*Exercise prompt*. Report each line in the listing below that contains the string "flower", copying those lines unchanged.

*Object point labels*.
>> start

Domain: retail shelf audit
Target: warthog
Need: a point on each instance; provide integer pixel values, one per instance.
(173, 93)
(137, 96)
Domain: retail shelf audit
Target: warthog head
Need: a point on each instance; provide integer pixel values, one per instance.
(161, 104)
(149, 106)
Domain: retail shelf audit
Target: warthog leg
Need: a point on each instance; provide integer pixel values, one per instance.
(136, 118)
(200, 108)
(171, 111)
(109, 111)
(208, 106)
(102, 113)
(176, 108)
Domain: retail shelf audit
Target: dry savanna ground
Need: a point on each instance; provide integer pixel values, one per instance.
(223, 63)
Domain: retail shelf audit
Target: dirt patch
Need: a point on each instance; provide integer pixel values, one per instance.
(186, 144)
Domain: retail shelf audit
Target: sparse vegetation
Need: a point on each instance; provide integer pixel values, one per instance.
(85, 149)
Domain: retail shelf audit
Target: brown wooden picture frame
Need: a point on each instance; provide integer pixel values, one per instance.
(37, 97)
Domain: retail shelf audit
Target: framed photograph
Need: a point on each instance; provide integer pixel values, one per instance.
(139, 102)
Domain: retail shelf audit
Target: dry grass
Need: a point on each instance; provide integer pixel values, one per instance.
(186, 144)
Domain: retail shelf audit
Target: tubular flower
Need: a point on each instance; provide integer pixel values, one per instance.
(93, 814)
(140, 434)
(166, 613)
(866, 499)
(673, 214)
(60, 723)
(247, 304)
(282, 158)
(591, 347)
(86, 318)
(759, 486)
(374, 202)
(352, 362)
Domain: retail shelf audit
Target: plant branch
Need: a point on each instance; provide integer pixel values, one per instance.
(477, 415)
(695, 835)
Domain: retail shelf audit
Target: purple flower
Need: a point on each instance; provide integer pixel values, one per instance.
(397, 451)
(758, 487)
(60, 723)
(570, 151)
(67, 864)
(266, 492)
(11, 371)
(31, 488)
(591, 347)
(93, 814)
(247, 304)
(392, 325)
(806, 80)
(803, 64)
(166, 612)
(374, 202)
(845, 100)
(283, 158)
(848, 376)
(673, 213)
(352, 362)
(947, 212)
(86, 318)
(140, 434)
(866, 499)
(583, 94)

>> end

*Completed task*.
Target: tubular flower
Target: purple flower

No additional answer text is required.